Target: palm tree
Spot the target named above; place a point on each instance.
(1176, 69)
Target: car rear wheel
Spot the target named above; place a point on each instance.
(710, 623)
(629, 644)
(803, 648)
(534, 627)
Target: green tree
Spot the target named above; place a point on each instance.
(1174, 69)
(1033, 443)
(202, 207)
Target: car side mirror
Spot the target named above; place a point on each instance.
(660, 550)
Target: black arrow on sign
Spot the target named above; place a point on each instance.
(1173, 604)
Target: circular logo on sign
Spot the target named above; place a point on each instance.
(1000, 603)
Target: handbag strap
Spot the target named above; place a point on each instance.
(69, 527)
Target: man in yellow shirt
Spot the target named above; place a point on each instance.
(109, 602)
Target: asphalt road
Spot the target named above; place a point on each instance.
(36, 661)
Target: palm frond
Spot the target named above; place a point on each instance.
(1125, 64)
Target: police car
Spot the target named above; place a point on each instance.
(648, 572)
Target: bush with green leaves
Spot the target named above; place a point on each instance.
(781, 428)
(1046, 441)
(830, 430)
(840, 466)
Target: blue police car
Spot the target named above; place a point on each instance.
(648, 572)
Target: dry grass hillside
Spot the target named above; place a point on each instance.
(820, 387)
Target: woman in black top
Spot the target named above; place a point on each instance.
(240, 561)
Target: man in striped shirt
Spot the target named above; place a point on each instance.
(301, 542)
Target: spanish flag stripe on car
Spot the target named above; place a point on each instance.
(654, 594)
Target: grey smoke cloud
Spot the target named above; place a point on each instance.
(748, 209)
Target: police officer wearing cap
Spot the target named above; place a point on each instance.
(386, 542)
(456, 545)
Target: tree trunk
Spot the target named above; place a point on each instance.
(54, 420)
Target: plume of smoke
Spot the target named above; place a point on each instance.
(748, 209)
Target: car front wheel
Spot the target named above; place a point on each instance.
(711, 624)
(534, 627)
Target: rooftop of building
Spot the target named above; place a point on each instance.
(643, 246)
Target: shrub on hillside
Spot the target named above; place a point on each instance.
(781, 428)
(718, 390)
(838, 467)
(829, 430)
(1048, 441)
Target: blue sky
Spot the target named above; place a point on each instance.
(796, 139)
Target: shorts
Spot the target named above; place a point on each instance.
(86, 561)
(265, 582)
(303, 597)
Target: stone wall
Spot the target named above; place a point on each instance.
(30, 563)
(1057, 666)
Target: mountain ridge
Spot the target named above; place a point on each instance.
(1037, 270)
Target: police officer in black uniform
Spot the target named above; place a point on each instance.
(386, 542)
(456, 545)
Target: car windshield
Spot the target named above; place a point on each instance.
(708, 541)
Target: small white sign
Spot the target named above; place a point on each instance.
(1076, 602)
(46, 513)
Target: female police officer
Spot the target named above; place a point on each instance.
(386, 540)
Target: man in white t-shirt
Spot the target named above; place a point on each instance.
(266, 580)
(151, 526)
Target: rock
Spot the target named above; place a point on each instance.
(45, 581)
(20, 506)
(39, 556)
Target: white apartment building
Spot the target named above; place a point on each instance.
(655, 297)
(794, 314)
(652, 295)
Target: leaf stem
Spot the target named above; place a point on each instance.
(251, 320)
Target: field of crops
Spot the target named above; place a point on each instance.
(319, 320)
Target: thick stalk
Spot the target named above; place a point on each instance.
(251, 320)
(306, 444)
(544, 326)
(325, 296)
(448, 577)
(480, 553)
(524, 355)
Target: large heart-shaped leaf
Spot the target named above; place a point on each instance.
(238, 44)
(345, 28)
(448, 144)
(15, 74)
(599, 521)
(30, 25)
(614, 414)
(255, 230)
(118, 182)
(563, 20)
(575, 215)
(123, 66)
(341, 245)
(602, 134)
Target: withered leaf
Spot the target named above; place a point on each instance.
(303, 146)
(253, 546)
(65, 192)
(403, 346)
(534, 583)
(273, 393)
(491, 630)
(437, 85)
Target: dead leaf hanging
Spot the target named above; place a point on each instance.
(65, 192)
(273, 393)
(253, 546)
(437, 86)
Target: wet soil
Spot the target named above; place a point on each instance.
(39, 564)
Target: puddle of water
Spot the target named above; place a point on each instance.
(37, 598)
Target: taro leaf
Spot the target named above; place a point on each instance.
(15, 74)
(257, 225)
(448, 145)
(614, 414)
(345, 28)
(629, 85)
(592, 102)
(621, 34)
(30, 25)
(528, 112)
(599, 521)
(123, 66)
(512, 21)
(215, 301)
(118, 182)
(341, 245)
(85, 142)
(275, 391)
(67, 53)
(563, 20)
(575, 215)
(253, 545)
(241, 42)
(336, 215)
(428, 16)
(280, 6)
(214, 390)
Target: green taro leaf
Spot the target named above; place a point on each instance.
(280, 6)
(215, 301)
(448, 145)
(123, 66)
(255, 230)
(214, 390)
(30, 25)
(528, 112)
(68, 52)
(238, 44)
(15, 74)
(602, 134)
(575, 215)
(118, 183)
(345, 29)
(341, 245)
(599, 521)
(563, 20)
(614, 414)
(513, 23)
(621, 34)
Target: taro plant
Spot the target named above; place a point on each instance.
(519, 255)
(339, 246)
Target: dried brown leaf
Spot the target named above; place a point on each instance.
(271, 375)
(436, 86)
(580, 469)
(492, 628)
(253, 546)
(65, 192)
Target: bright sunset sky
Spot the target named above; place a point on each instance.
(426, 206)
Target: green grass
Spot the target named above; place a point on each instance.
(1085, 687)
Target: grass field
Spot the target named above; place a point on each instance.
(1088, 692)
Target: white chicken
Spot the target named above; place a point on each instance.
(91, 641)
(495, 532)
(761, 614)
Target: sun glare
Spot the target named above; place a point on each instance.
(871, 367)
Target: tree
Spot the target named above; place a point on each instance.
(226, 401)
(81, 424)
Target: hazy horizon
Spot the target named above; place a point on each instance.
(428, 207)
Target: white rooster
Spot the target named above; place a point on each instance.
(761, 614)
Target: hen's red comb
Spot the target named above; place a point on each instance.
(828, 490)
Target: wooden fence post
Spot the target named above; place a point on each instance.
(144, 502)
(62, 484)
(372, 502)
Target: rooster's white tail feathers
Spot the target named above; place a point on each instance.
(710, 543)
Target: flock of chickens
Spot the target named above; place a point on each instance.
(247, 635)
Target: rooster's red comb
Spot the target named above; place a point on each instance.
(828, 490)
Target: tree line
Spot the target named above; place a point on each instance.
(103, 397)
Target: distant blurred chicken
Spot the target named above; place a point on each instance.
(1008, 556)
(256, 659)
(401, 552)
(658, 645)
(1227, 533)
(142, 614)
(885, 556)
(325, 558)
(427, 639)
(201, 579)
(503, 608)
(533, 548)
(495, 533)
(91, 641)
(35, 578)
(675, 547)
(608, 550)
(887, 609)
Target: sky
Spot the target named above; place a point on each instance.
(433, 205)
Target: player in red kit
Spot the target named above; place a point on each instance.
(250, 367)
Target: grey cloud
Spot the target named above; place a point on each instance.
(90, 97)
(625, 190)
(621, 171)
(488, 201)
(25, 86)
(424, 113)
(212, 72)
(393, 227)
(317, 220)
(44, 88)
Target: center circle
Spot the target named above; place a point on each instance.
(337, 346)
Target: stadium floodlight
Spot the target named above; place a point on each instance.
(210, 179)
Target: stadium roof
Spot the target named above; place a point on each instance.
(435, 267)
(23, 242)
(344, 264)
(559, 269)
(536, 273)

•••••

*AIM*
Copy the records above exactly.

*REPLY TO THE TASK*
Target: palm tree
Spot the target named above; place a point on each instance.
(1176, 69)
Target: car rear wheel
Spot the target named above; place a point on each instance.
(710, 623)
(629, 644)
(803, 648)
(534, 627)
Target: green tree
Spot the target named above; place a point on each instance.
(1174, 69)
(1033, 443)
(202, 207)
Target: car side mirror
Spot the target named above; place a point on each instance.
(660, 550)
Target: black arrow on sign
Spot the target named above; place a point on each instance.
(1173, 604)
Target: circular logo on sign
Spot the target named above; place a point on each instance.
(1000, 603)
Target: handbag strap
Spot the target named above; place a point on each instance.
(69, 527)
Target: man in yellow shirt
Spot the target named above; place a point on each instance.
(109, 602)
Target: asphalt road
Spot the target named above; place a point on each instance.
(36, 661)
Target: palm frond
Spot the target named above; place a point on each instance.
(1125, 64)
Target: police car
Spot the target named above; place a point on each instance.
(648, 572)
Target: bush with green leaves
Spot the target named above; place a point on each instance.
(781, 428)
(1046, 441)
(830, 430)
(840, 466)
Target: blue police car
Spot the target named above; place a point on each instance.
(648, 572)
Target: dry grass hillside
Spot the target named above; place a point on each instance.
(820, 387)
Target: woman in black top
Spot the target named above; place a point on each instance.
(240, 561)
Target: man in striped shirt
Spot the target named above; place a point on each instance.
(301, 542)
Target: spanish flag stripe on car
Spot the target named above; place a point on each instance.
(654, 594)
Target: grey smoke cloud
Spot the target named above; place a point on each instance.
(748, 209)
Target: police officer wearing cap
Spot the target named above; place a point on each instance.
(386, 542)
(456, 545)
Target: tree trunk
Spot the target named above; place a point on each instance.
(54, 420)
Target: plume of smoke
Spot the target named above; place a point on each instance.
(748, 209)
Target: car front wheel
Spot the target named above; place a point on each instance.
(711, 624)
(534, 627)
Target: rooftop of building
Spot the target named above; place a point on each instance.
(643, 246)
Target: shrub on hillside
Spot the target named above; place a point on each instance.
(781, 428)
(718, 390)
(838, 467)
(829, 430)
(1048, 441)
Target: blue sky
Spot the target named above; place a point on each instance.
(796, 139)
Target: shorts
Spot the target named above; place a point on each instance.
(86, 561)
(265, 582)
(303, 597)
Target: stone wall
Spot the target named above; place a point on each instance.
(30, 563)
(1057, 666)
Target: mountain ridge
Spot the target named above; place a point on each instance.
(1037, 270)
Target: police officer in black uniform
Spot the target named above; place a point on each instance.
(386, 542)
(456, 545)
Target: car windshield
Spot the target named above; place a point on each instance.
(708, 541)
Target: small white sign
Spot the target named above; place a point on each instance.
(1076, 602)
(46, 513)
Target: female police officer
Spot the target named above; place a point on each instance.
(386, 540)
Target: man in white t-shirt
Spot the target named above; place a point on each instance.
(266, 580)
(151, 526)
Target: rock
Spot the target named above; place a point on each instance.
(45, 581)
(20, 506)
(39, 556)
Target: white apartment building
Spot the target named above; place a point on each instance.
(655, 297)
(794, 314)
(652, 295)
Target: leaf stem
Spot the target named above; place a point on each instance.
(251, 320)
Target: field of crops
Spot the target named above; place a point on each instance.
(319, 320)
Target: thick stalk
Spot the target named above; place a point on each instance.
(251, 320)
(306, 444)
(544, 326)
(325, 296)
(448, 577)
(480, 553)
(524, 355)
Target: large heart-shaped leaf
Spot the target named above; place a point on each instance.
(238, 44)
(345, 28)
(448, 144)
(15, 74)
(599, 521)
(30, 25)
(614, 414)
(255, 230)
(118, 182)
(563, 20)
(575, 215)
(123, 66)
(341, 245)
(602, 134)
Target: withered leaf
Spot the target named above; place a point on each instance.
(303, 146)
(253, 546)
(65, 192)
(403, 346)
(534, 583)
(273, 393)
(491, 630)
(437, 85)
Target: dead leaf hanging
Spot the target named above; place a point on each instance.
(65, 192)
(273, 393)
(253, 546)
(437, 86)
Target: wet soil
Spot the target named above; place a point on each instance.
(39, 564)
Target: puddle of water
Spot the target named above; place a point on each instance.
(37, 598)
Target: taro leaf
Spot the target named above; place a point on each instance.
(15, 74)
(257, 225)
(448, 145)
(614, 414)
(345, 28)
(629, 85)
(592, 102)
(621, 34)
(30, 25)
(528, 112)
(599, 521)
(123, 66)
(512, 21)
(215, 301)
(118, 182)
(341, 245)
(85, 142)
(275, 391)
(67, 53)
(563, 20)
(575, 215)
(253, 545)
(241, 42)
(336, 215)
(428, 16)
(280, 6)
(214, 390)
Target: green taro leaf
Spot the target named above; place a point on each instance.
(280, 6)
(215, 301)
(448, 145)
(123, 66)
(255, 230)
(214, 390)
(30, 25)
(528, 112)
(68, 52)
(238, 44)
(15, 74)
(602, 134)
(575, 215)
(118, 183)
(345, 29)
(341, 245)
(599, 521)
(563, 20)
(614, 414)
(513, 23)
(621, 34)
Target: taro plant
Spot the target named above; place a point on each instance.
(519, 255)
(339, 246)
Target: dried brown leaf
Spot the target named above; place a point on each instance.
(271, 375)
(436, 86)
(580, 469)
(492, 628)
(253, 546)
(65, 192)
Target: bright sunset sky
Spot the target named above; place a point on each instance.
(426, 206)
Target: green grass
Spot the target named above; place a point on each instance.
(1085, 687)
Target: grass field
Spot the target named above; place a point on each instance.
(1088, 692)
Target: white chicken
Spot the target named above; place a point on each instance.
(91, 641)
(495, 532)
(761, 614)
Target: sun glare
Spot the target named above; place a point on each instance.
(871, 367)
Target: tree
Spot the target named above; place a point on each instance.
(226, 401)
(81, 424)
Target: hazy horizon
Spot the target named above; place a point on each instance.
(428, 207)
Target: white rooster
Spot the target named above; place a point on each instance.
(761, 614)
Target: hen's red comb
Spot the target named above; place a point on each instance.
(828, 490)
Target: wooden fence post
Spot the target named above; place a point on each instance.
(144, 502)
(62, 484)
(372, 502)
Target: rooster's white tail feathers
Spot the target named above; place a point on each instance.
(710, 543)
Target: flock of chickens
Spot the target named above; place a point on each instance.
(247, 635)
Target: rooster's red comb
Spot the target named above; place a point on each instance.
(828, 490)
Target: tree line
Spot the target named above; place a point on each instance.
(103, 397)
Target: distant blurred chicken
Spot the target named above; place a point on each instance.
(1008, 556)
(256, 659)
(401, 552)
(658, 645)
(1227, 533)
(142, 614)
(885, 556)
(325, 558)
(427, 639)
(201, 579)
(503, 608)
(533, 548)
(495, 533)
(91, 641)
(35, 578)
(675, 547)
(608, 550)
(887, 609)
Target: sky
Spot the target named above; place a point on each instance.
(433, 205)
Target: player in red kit
Spot the target named above; place a point on each instance.
(250, 367)
Target: grey cloud
Spot the target named above; place a point on each instance.
(90, 97)
(625, 190)
(621, 171)
(488, 201)
(25, 86)
(424, 113)
(212, 72)
(393, 227)
(317, 220)
(44, 88)
Target: center circle
Spot the target named above; place a point on each instance.
(337, 346)
Target: stadium floodlight
Spot the target named above; place a point on each instance.
(210, 179)
Target: stadium roof
Spot the target named above; place a point on each instance.
(435, 267)
(23, 242)
(344, 264)
(559, 269)
(536, 273)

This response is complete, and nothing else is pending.